• [Direction]: Rewrite the data below with every "marker" changed to "point", leaving everything else as it is.

• [Excerpted records]:
*-*-*

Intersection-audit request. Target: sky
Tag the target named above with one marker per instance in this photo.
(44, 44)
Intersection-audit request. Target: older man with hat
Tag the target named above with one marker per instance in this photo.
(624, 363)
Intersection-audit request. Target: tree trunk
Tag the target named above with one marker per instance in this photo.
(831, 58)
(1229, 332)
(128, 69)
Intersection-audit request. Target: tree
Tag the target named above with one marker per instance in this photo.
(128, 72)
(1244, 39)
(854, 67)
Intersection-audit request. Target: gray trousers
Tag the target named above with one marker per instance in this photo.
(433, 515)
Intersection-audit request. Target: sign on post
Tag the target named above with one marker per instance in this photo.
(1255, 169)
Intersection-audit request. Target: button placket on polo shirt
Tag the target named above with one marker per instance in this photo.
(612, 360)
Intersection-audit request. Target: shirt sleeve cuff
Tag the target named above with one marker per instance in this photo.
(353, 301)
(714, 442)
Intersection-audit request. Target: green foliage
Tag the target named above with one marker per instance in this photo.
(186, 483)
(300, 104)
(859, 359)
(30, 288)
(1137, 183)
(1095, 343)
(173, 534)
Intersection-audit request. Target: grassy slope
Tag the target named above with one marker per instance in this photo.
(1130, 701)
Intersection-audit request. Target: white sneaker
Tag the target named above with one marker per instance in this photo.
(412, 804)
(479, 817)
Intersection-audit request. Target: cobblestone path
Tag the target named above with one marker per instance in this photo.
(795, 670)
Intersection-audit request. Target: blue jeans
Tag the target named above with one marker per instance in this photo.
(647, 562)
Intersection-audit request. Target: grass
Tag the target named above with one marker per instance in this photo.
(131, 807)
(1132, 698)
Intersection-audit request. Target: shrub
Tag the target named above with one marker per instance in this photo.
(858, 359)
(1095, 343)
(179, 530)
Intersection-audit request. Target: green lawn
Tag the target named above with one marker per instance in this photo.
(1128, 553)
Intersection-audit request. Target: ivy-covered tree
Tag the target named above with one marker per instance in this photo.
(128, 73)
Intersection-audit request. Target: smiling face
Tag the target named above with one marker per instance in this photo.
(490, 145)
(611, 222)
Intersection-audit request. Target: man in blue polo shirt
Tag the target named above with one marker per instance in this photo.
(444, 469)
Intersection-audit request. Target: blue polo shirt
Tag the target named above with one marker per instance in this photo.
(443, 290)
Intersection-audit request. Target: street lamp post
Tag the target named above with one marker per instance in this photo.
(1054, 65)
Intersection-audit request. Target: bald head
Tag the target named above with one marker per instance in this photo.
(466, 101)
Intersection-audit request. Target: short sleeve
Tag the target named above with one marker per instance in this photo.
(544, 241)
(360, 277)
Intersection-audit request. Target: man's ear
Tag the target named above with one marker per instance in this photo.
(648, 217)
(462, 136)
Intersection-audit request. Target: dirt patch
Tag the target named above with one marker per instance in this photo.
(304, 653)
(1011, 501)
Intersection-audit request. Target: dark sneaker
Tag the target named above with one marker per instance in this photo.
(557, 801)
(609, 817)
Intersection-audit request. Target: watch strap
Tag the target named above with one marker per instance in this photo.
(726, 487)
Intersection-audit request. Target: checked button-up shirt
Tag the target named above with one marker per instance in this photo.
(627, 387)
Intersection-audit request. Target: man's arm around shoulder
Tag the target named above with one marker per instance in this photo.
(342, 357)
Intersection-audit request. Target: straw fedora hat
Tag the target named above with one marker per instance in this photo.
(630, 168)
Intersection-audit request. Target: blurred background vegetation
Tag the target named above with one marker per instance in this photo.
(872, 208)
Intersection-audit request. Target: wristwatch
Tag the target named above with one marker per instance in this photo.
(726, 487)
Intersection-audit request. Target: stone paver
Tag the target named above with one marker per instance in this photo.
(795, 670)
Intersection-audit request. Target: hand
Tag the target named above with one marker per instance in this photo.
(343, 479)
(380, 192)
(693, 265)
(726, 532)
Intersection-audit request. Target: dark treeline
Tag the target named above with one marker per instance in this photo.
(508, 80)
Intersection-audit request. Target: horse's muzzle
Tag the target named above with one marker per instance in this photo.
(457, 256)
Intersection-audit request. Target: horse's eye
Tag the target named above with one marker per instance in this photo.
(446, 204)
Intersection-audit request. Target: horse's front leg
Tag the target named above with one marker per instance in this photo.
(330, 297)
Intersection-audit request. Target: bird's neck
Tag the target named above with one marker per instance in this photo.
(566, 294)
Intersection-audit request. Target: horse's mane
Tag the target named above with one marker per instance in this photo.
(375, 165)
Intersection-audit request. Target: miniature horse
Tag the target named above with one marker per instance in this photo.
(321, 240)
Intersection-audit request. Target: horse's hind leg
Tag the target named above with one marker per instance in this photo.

*-*-*

• [The result]:
Intersection-audit request. Target: sky
Tag the target named above with one point per instance in this photo.
(44, 44)
Intersection-audit request. Target: older man with hat
Tag the target named above with one point per instance in this photo.
(624, 363)
Intersection-audit request. Target: tree trunk
Tag the target named above with one point per instance in this photo.
(831, 58)
(1229, 332)
(128, 69)
Intersection-audit request. Target: tree
Tag the target named above with one point per instance in this photo.
(128, 72)
(1244, 39)
(854, 67)
Intersection-audit request. Target: gray trousers
Tag the target named above with one point per instance in this photo.
(433, 515)
Intersection-audit request. Target: sign on post
Tag the target named above with one point per instance in this photo.
(1255, 169)
Intersection-audit request. Target: button placket on polo shirt
Tag the target named above with one point per instance in this photo.
(612, 360)
Intersection-audit request. Target: shirt sleeve cuff
Tag the target named above with one point per instance in this photo.
(353, 301)
(714, 442)
Intersection-audit request. Target: green foliage
Tag the target named above with one point per instance in this photo.
(186, 483)
(300, 104)
(859, 359)
(30, 288)
(1137, 183)
(1095, 343)
(173, 534)
Intersection-audit request. Target: grassy slope
Tag the target named above with one point per instance in this photo.
(1130, 701)
Intersection-audit request. Target: white sneaker
Tag the target named above with one point per instance in this photo.
(412, 804)
(479, 817)
Intersection-audit request. Target: cobblestone path
Tag the target named above with one point per instance in this photo.
(795, 670)
Intersection-audit request. Target: blue jeans
Tag the target named above with one point per instance in this photo.
(647, 562)
Intersection-audit request. Target: grass
Tag the target named above with one point per instance in this photo.
(131, 807)
(1132, 698)
Intersection-audit request. Target: shrub
Tag the target named above with one point per instance in this photo.
(858, 359)
(1095, 343)
(179, 530)
Intersection-audit request. Target: green lawn
Tag the target named above with one point per instance in this photo.
(1128, 553)
Intersection-audit request. Target: ivy-covered tree
Tag the target named above with one point per instance in this photo.
(128, 73)
Intersection-audit request. Target: smiling face
Tag the target named above with one point per instance in this photo.
(490, 145)
(611, 222)
Intersection-audit request. Target: man in blue polo shirt
Tag the target named above with one point per instance in this photo.
(444, 469)
Intersection-audit request. Target: blue polo shirt
Tag the target named above with one point per instance in this photo.
(443, 290)
Intersection-audit request. Target: street lamp post
Tag the target named above with one point per instance in this photo.
(1054, 65)
Intersection-audit request. Target: bald head
Tag the target named above with one point per instance in this photo.
(466, 101)
Intersection-audit request. Target: short sleeve
Tag the target named above with one point per instance in this photo.
(544, 241)
(360, 277)
Intersection-audit request. Target: man's ear
Tag the target named above with one point per instance in this photo.
(648, 217)
(462, 136)
Intersection-audit request. Target: dirt patch
Tag the target named above with one point per instance in this photo.
(304, 653)
(1011, 501)
Intersection-audit request. Target: dark sneaker
Tag the target named above with one point per instance in this photo.
(557, 801)
(609, 817)
Intersection-audit request. Target: watch strap
Tag the target named above with one point per instance in this photo.
(726, 487)
Intersection-audit request. Target: checked button-up shirt
Tag the target named above with one point per instance in this photo.
(627, 387)
Intersection-audit request. Target: man's arm around shoulder
Tag the target named above with one point per instance in this photo.
(342, 357)
Intersection-audit request. Target: straw fedora hat
Tag the target named above with one point per instance in this photo.
(630, 168)
Intersection-audit request. Target: blurred background vegetation
Tag the target named above with one point per instance in this photo.
(872, 208)
Intersection-audit request. Target: wristwatch
Tag the target named above with one point per instance in this photo.
(726, 487)
Intersection-audit request. Target: stone paver
Tag the target named above with one point per instance in this photo.
(795, 670)
Intersection-audit request. Target: hand
Tag the target named above with one point per instance in this photo.
(343, 479)
(380, 192)
(693, 265)
(726, 532)
Intersection-audit request. Target: dark treeline
Tag the target named above with one point per instance in this photo.
(508, 80)
Intersection-audit request. Target: horse's muzzle
Tag the target named above with one point per instance in this photo.
(457, 256)
Intersection-audit request. Target: horse's eye
Tag the target named above with one point per instance in this photo.
(446, 204)
Intersection-audit request. Target: horse's front leg
Tag the target named above with one point per instance in this photo.
(330, 297)
Intersection-audit request. Target: bird's neck
Tag the target named above with one point per instance in this photo.
(566, 294)
Intersection-audit request. Target: horse's mane
Tag the target named above with one point per instance in this photo.
(375, 165)
Intersection-audit request. Target: miniature horse
Tag the target named above with one point per instance in this photo.
(321, 240)
Intersection-audit request. Target: horse's hind leg
Tag the target named above with one point per instance in this photo.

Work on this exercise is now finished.